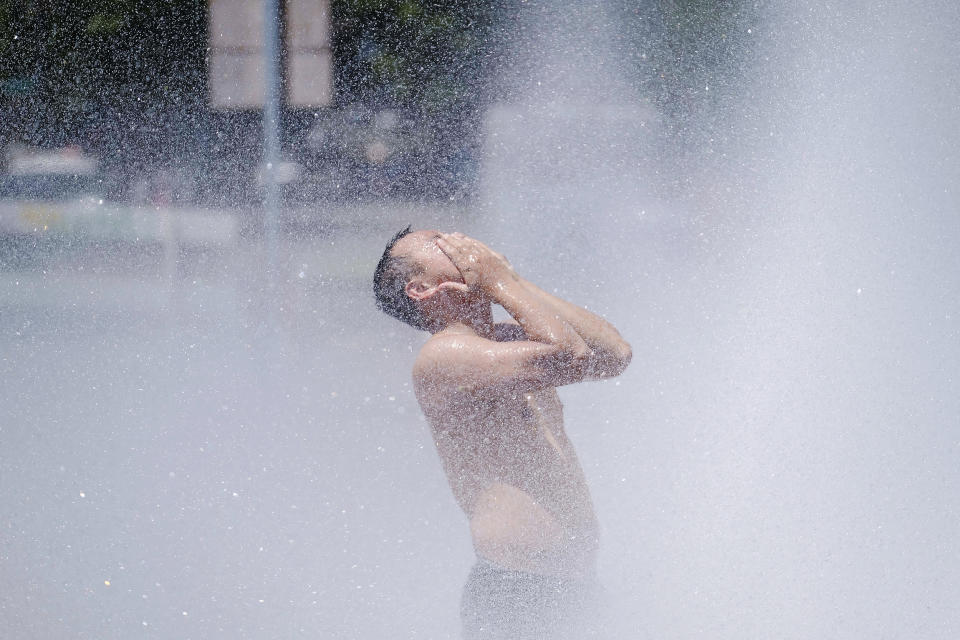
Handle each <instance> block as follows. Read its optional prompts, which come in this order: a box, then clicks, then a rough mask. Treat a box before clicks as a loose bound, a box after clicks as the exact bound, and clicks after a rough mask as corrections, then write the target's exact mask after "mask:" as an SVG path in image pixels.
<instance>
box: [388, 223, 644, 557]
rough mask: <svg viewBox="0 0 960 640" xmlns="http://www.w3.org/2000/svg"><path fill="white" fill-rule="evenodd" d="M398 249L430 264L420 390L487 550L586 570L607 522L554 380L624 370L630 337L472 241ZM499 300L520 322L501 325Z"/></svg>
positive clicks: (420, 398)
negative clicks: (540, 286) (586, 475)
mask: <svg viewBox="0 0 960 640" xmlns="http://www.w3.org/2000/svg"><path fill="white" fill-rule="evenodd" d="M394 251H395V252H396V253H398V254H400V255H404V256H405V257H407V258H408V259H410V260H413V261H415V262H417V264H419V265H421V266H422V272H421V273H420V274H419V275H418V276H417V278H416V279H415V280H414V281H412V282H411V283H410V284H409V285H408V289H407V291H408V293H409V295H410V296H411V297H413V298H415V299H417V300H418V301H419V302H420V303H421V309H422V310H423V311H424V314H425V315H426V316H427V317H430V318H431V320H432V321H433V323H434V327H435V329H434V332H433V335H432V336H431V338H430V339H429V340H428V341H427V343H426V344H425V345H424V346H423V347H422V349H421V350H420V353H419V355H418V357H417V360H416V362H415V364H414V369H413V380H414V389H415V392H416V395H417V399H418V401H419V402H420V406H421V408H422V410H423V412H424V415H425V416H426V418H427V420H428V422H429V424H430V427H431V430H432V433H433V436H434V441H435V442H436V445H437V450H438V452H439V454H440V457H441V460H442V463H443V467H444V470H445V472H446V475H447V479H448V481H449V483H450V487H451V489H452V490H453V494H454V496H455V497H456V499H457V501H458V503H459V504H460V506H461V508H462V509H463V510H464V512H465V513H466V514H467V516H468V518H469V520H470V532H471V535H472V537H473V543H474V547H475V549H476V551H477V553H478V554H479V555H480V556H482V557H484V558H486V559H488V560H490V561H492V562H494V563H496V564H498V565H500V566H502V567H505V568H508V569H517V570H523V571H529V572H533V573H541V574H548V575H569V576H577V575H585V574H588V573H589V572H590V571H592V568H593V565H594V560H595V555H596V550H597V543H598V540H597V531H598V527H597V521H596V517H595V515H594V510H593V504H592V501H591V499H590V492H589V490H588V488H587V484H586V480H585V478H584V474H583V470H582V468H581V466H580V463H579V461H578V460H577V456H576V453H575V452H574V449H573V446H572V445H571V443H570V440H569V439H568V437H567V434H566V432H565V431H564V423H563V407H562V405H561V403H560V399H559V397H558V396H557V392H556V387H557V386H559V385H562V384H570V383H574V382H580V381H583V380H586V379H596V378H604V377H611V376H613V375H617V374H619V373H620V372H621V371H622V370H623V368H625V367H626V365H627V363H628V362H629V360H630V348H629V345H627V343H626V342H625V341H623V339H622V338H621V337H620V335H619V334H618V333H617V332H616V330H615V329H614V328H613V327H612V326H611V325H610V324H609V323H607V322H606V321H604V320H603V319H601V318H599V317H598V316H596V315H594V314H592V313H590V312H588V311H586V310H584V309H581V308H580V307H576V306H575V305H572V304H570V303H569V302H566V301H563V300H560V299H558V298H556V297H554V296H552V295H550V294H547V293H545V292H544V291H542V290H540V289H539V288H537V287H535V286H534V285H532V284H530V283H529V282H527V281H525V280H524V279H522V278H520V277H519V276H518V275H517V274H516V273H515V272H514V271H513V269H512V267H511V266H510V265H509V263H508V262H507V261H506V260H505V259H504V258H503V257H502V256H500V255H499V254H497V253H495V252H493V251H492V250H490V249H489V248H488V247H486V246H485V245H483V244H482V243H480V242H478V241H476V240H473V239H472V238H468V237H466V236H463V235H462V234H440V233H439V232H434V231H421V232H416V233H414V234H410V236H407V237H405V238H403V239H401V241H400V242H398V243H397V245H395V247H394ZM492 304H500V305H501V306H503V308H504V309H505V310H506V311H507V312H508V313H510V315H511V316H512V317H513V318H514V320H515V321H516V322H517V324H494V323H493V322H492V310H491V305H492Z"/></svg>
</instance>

────────

* WORK TO BE COMPLETED
Edit the stretch from the start of the lines through the line containing "positive clicks: (420, 398)", replacing "rough mask" with "coarse mask" and keeping everything else the same. Leave the pictures out.

* TASK RESULT
Handle each <instance> block as follows. Read its optional prompts, which come in this order: a box, then clicks, then a coarse mask. Treat a box before clicks as a loose bound, a box after clicks as the exact bound, and clicks after a coarse mask as corrections, then write the target's exact mask after "mask:" as an SVG path in image pixels.
<instance>
box: [388, 223, 644, 557]
coarse mask: <svg viewBox="0 0 960 640" xmlns="http://www.w3.org/2000/svg"><path fill="white" fill-rule="evenodd" d="M398 249L430 264L420 390L487 550L586 570L607 522L554 380L624 370L630 337L472 241ZM499 300L520 322L501 325Z"/></svg>
positive clicks: (420, 398)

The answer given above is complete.